PROBLEM DETAILS »
Rewrite the lines below, putting "sampling grid" in place of every "coverage grid" and keeping everything else the same.

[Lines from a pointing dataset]
↓↓↓
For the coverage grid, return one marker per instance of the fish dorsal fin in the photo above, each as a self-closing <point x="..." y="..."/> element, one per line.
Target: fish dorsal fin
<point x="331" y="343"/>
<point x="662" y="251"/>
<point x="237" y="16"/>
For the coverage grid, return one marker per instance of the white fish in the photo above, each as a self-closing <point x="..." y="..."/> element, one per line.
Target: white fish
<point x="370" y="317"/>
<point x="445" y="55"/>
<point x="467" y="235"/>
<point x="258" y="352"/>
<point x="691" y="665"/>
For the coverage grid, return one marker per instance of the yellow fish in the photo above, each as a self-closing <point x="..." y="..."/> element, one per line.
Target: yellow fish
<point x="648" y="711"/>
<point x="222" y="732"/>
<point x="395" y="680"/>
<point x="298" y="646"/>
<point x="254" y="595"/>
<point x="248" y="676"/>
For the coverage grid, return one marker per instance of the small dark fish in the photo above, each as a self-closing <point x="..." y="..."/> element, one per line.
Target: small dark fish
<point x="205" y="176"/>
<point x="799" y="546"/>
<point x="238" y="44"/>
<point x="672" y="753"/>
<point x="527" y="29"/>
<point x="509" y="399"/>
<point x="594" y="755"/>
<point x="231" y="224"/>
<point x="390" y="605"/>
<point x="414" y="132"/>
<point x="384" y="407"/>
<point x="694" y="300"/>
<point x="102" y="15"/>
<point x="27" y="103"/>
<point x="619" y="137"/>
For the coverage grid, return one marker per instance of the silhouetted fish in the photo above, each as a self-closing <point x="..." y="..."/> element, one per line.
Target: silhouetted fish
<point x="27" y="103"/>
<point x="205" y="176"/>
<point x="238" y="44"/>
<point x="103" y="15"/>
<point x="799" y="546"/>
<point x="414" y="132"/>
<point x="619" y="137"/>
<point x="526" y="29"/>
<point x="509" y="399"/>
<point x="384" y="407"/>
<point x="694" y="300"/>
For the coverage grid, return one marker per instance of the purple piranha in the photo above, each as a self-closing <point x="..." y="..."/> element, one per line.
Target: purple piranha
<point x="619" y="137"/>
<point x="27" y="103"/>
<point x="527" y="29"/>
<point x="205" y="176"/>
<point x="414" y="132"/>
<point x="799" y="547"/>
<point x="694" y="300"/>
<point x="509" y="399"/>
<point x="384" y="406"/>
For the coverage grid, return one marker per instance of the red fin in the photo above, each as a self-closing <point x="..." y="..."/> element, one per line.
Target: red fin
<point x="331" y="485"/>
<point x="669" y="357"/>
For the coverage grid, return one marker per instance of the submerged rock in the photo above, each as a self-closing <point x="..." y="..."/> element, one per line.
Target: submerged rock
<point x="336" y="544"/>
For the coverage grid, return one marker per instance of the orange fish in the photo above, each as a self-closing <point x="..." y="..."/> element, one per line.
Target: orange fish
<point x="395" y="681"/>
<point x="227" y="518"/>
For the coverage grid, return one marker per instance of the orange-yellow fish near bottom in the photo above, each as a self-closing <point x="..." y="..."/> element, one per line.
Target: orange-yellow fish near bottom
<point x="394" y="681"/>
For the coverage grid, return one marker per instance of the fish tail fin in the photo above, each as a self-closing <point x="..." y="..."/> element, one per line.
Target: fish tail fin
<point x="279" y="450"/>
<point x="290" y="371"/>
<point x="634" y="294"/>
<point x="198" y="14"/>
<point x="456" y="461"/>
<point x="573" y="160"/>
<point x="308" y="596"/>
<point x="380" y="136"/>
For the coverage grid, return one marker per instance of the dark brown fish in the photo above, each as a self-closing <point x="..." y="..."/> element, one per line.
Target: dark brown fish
↑↑↑
ANSWER FOR THIS EXERCISE »
For the sampling grid, return one marker per instance of the fish dorsal fin in the photo above, each as a self-closing <point x="..." y="..."/> element, one per line.
Target: fish dorsal fin
<point x="331" y="343"/>
<point x="662" y="251"/>
<point x="237" y="16"/>
For the sampling grid, return one marker per instance of the white fish in the photo above, each as a self-closing <point x="..." y="..."/> element, one per line.
Target: white fish
<point x="370" y="317"/>
<point x="445" y="55"/>
<point x="467" y="235"/>
<point x="258" y="352"/>
<point x="691" y="665"/>
For the sampling grid, return one marker per instance of the yellow fish in the photo above, each as a self-closing <point x="..." y="..."/> element, one per line.
Target: yellow fish
<point x="648" y="711"/>
<point x="222" y="732"/>
<point x="395" y="680"/>
<point x="298" y="646"/>
<point x="254" y="595"/>
<point x="248" y="676"/>
For the sampling grid, return one marker per instance of the small dark fish in the photo above, each as a self-closing <point x="..." y="..."/> element, one per line.
Target: small dark fish
<point x="205" y="176"/>
<point x="799" y="546"/>
<point x="238" y="44"/>
<point x="672" y="753"/>
<point x="527" y="29"/>
<point x="509" y="399"/>
<point x="594" y="755"/>
<point x="231" y="224"/>
<point x="390" y="605"/>
<point x="414" y="132"/>
<point x="384" y="407"/>
<point x="694" y="300"/>
<point x="102" y="15"/>
<point x="27" y="103"/>
<point x="619" y="137"/>
For the sampling grid, return one marker per instance of the silhouetted fish in the photo above, each as a self-closing <point x="..." y="..."/> element, one per line.
Target: silhouetted fish
<point x="27" y="103"/>
<point x="205" y="176"/>
<point x="238" y="44"/>
<point x="103" y="15"/>
<point x="799" y="546"/>
<point x="414" y="132"/>
<point x="619" y="137"/>
<point x="526" y="29"/>
<point x="509" y="399"/>
<point x="384" y="407"/>
<point x="694" y="300"/>
For the sampling grid, return one marker per instance of the purple piranha in the photo above, each as a self-closing <point x="..." y="..."/> element, one per line.
Target: purple piranha
<point x="619" y="137"/>
<point x="27" y="103"/>
<point x="527" y="29"/>
<point x="205" y="176"/>
<point x="414" y="132"/>
<point x="799" y="547"/>
<point x="694" y="300"/>
<point x="509" y="399"/>
<point x="384" y="406"/>
For the sampling grid, return one marker per instance of the red fin in the photo above, each as a self-closing <point x="..." y="..."/> element, one per line.
Target: red fin
<point x="331" y="485"/>
<point x="669" y="357"/>
For the sampling grid, return one marker per instance of the submerged rock in the photo above, each as a self-closing <point x="..." y="..."/> element, one per line.
Target: submerged rock
<point x="336" y="544"/>
For the sampling grid, return one marker per instance of the orange fish in the photo above, each as a self-closing <point x="..." y="..."/> element, one per line.
Target: orange fish
<point x="395" y="681"/>
<point x="227" y="518"/>
For the sampling grid, return one marker per instance of the orange-yellow fish near bottom in the photo above, each as a self-closing <point x="..." y="..."/> element, one per line.
Target: orange-yellow fish near bottom
<point x="394" y="681"/>
For the sampling grid, return one marker per instance of the fish tail fin in the photo above, each as a self-closing <point x="..." y="..."/> element, one per line.
Target: fish tail fin
<point x="279" y="450"/>
<point x="290" y="371"/>
<point x="634" y="294"/>
<point x="198" y="14"/>
<point x="456" y="461"/>
<point x="573" y="160"/>
<point x="308" y="596"/>
<point x="380" y="136"/>
For the sampling grid, return one marker per instance of the dark brown fish in the photo above, each as a self-closing <point x="..." y="..."/> element, one per line.
Target: dark brown fish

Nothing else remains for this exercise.